** Okuma Metni **
=======

Advertisement
TÜRKİYE EKONOMİSİ ABONE OL

Müstakil Sanayici ve İşadamları Derneği (MÜSİAD) Genel Başkanı Ömer Cihad Vardan, ''Türkiye dün açıklanan veriler çerçevesinde ekonomik olarak dünyada tarih yazmaya devam ediyor ve pozitif olarak dünyadaki diğer ülkelerden ayrışmış durumda'' dedi.

Pelemir Hotel'de gerçekleştirilen MÜSİAD 73. Genel İdare Kurulu Toplantısının gala yemeğinde konuşan Vardan, Türkiye'nin 2010 yılı sonu itibariyle yüzde 8,9 büyüyerek dünyadaki en büyük üçüncü büyümeyi gösteren ülke olduğunu hatırlatarak, ''2011 yılının ilk çeyreğinde yüzde 11 büyüyerek dünyadaki en büyük büyümeyi gösteren ülke olduk. Türkiye dün açıklanan veriler çerçevesinde ekonomik olarak dünyada tarih yazmaya devam ediyor ve pozitif olarak dünyadaki diğer ülkelerden ayrışmış durumda'' dedi.

Bunların tarihe kaydedilecek işler olduğunu vurgulayan Vardan, ''Bunu kimleri geçerek yaptık. Devamlı büyümeyi gösteren Çin ve Arjantin'e karşı. Onları da geçmiş olduk. Tabi bu değişebilir ama geçen dönem itibariyle baktığımızda yine bu üç ülke aynıydı'' diye konuştu.

Vardan, büyümenin yakalandığını ve devam ettiğini anlatarak, sözlerine şöyle devam etti:

''Bunu sürdürülebilir kılmak için stratejik dönüşüm, yani bundan sonra ne yapmamız gerektiğini, bundan sonra yapılacaklarla ilgi olarak stratejik bir dönüşüm geçirmesi gerektiğini Türkiye'ye anlatmaya çalışıyoruz. Burada şunu söylemek istiyoruz, hakikatten Türkiye son 8, 9 senede oldukça önemli büyük bir büyüme gerçekleştirdi. Toplamına baktığımız zaman milli gelirimizi 3 bin dolar seviyelerinden 10 bin dolar seviyelerine çıkartmak gibi çok kısa bir süre içinde belki her birimizin hayal edemeyeceği bir büyüklüğe taşıdı. Tabi bunlar oldukça önemli işlerdi ama bundan sonrasına baktığımızda biz şimdi orta gelir sınıfında en üst kademeye gelmiş olduk. Yani 2 bin - 3 bin dolarlardan orta gelir sınıfı diye tanımladığımız sınıfın en üst kademesine geldik.''

"BİZ TEKNOLOJİ ÜRETMEK VE SATMAK DURUMUNDAYIZ"

=======

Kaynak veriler
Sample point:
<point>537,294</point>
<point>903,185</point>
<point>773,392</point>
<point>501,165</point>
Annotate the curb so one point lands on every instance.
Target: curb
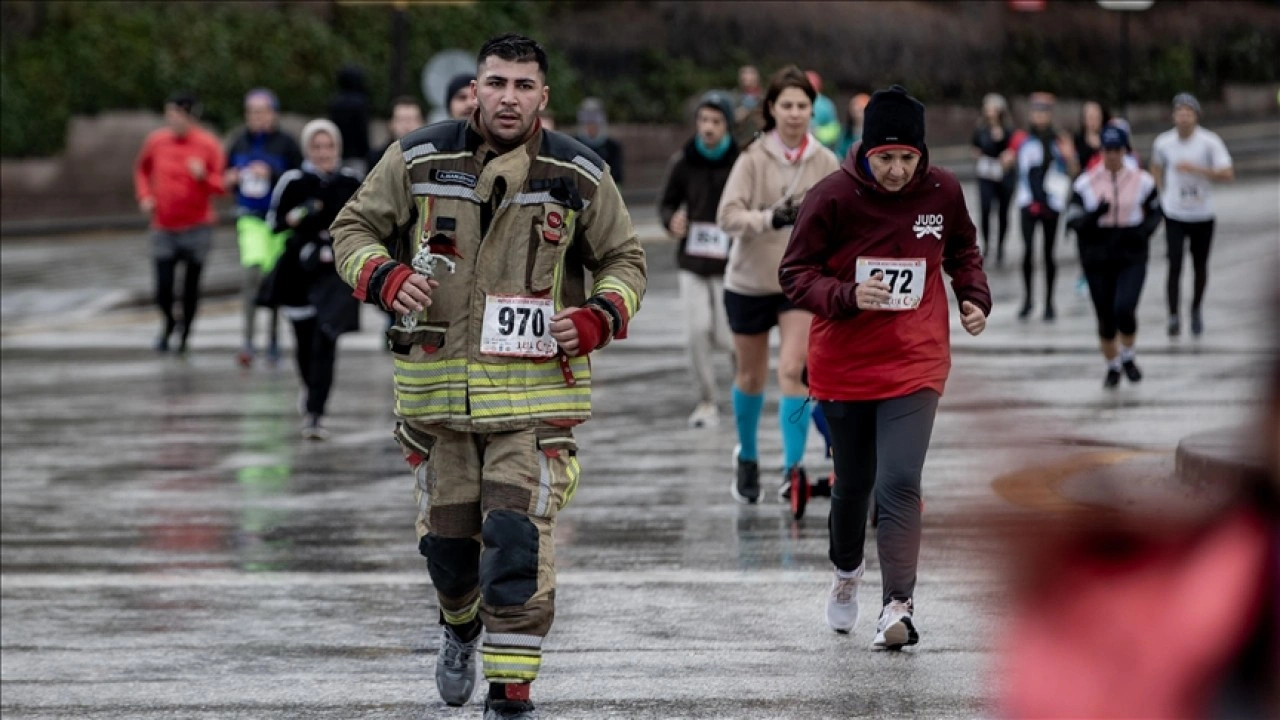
<point>1217,458</point>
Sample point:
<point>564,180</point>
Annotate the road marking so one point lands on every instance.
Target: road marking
<point>1041,487</point>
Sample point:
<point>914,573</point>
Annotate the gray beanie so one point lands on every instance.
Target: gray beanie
<point>1188,100</point>
<point>717,100</point>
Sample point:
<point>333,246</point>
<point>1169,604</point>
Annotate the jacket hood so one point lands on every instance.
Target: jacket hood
<point>855,168</point>
<point>694,158</point>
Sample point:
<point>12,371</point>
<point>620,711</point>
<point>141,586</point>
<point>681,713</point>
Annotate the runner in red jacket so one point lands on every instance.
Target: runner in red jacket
<point>865,259</point>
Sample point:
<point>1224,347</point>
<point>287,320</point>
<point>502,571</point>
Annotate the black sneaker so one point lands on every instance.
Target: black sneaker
<point>510,710</point>
<point>1132,372</point>
<point>746,484</point>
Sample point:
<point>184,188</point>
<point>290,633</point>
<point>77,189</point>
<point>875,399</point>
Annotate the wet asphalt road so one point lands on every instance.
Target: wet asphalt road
<point>170,547</point>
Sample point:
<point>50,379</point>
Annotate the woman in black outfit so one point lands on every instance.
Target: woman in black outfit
<point>995,176</point>
<point>306,285</point>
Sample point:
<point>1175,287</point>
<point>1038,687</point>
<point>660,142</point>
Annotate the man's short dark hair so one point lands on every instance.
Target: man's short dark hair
<point>402,100</point>
<point>516,49</point>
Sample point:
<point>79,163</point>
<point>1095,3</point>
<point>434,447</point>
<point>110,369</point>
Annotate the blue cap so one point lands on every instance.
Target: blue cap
<point>1115,139</point>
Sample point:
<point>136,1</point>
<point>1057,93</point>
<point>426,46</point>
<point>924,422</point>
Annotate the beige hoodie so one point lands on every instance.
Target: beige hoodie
<point>760,181</point>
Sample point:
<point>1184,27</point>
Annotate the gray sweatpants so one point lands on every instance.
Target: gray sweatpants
<point>880,446</point>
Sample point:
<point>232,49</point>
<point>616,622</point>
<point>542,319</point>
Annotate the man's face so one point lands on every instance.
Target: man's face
<point>405,119</point>
<point>711,126</point>
<point>178,121</point>
<point>259,114</point>
<point>510,95</point>
<point>1184,118</point>
<point>462,104</point>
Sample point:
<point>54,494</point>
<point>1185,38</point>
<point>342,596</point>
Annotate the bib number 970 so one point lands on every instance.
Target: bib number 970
<point>517,327</point>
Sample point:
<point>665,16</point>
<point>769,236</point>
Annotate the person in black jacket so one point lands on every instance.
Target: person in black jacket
<point>348,109</point>
<point>593,131</point>
<point>995,177</point>
<point>305,282</point>
<point>688,203</point>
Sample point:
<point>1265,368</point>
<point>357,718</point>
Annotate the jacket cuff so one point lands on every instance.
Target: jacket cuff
<point>366,273</point>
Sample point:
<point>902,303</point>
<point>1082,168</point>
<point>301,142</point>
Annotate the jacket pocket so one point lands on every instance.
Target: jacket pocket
<point>558,470</point>
<point>549,237</point>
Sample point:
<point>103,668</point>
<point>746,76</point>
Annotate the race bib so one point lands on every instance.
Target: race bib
<point>905,279</point>
<point>254,185</point>
<point>517,327</point>
<point>991,168</point>
<point>705,240</point>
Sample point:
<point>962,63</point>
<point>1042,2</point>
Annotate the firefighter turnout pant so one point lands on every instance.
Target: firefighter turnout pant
<point>487,506</point>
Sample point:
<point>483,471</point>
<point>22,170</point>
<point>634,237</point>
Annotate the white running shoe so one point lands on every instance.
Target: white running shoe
<point>705,415</point>
<point>896,627</point>
<point>842,601</point>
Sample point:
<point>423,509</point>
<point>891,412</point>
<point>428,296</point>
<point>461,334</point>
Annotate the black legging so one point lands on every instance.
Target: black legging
<point>1115,287</point>
<point>1201,236</point>
<point>165,274</point>
<point>1048,222</point>
<point>880,446</point>
<point>995,192</point>
<point>316,355</point>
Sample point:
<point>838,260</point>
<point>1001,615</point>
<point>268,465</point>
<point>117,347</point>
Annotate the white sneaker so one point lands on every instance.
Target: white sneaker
<point>705,415</point>
<point>842,601</point>
<point>312,429</point>
<point>896,627</point>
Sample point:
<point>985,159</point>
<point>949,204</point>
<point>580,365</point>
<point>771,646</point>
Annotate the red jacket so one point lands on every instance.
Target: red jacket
<point>880,354</point>
<point>161,173</point>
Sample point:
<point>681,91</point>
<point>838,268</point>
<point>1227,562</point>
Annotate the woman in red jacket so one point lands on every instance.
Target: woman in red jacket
<point>865,259</point>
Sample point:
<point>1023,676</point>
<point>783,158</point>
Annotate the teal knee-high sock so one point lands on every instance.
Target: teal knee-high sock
<point>794,420</point>
<point>746,414</point>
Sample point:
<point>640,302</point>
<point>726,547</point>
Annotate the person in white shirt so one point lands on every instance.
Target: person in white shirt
<point>1187,160</point>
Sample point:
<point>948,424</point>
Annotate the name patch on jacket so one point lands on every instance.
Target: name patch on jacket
<point>453,177</point>
<point>928,224</point>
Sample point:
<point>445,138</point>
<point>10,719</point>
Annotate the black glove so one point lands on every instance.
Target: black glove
<point>785,217</point>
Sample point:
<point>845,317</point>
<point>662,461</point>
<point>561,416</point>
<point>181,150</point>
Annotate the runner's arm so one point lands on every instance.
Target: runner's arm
<point>803,274</point>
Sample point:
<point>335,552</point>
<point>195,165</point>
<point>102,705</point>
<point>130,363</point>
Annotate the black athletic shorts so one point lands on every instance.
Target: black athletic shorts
<point>754,314</point>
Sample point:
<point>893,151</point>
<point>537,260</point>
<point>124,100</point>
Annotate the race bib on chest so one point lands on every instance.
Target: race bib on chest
<point>905,279</point>
<point>991,168</point>
<point>517,327</point>
<point>705,240</point>
<point>254,185</point>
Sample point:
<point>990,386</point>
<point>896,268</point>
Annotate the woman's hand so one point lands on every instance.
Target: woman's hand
<point>973,319</point>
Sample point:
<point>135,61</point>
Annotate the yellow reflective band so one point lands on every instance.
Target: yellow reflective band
<point>613,285</point>
<point>356,261</point>
<point>464,616</point>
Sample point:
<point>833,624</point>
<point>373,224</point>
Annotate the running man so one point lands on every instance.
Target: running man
<point>1185,162</point>
<point>256,160</point>
<point>688,201</point>
<point>490,364</point>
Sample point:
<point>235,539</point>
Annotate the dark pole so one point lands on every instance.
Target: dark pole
<point>1124,64</point>
<point>398,50</point>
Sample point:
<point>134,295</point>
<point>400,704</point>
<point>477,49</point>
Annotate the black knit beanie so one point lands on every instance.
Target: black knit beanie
<point>894,118</point>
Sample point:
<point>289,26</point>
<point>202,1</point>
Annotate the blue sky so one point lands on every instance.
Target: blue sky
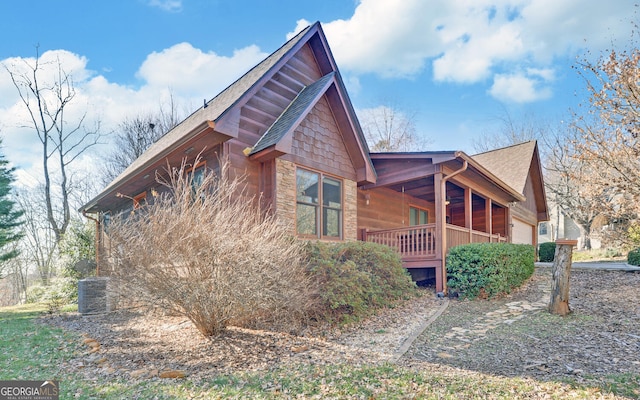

=======

Okuma metnine dayanarak aşağıdaki soruları yanıtlayınız.
(a) Vardan'a göre Türkiye 2010 yılı sonu itibarıyla yüzde kaç büyümüştür?
(b) Vardan, 2011'in ilk çeyreğindeki büyümeyle Türkiye'nin hangi iki ülkeyi geçtiğini söylemektedir?
(c) Vardan'a göre milli gelir hangi seviyeden hangi seviyeye çıkarılmıştır?

** Yazılı Yanıt **
(a) Yüzde 8,9.
(b) Çin ve Arjantin.
(c) 3 bin dolar seviyelerinden 10 bin dolar seviyelerine.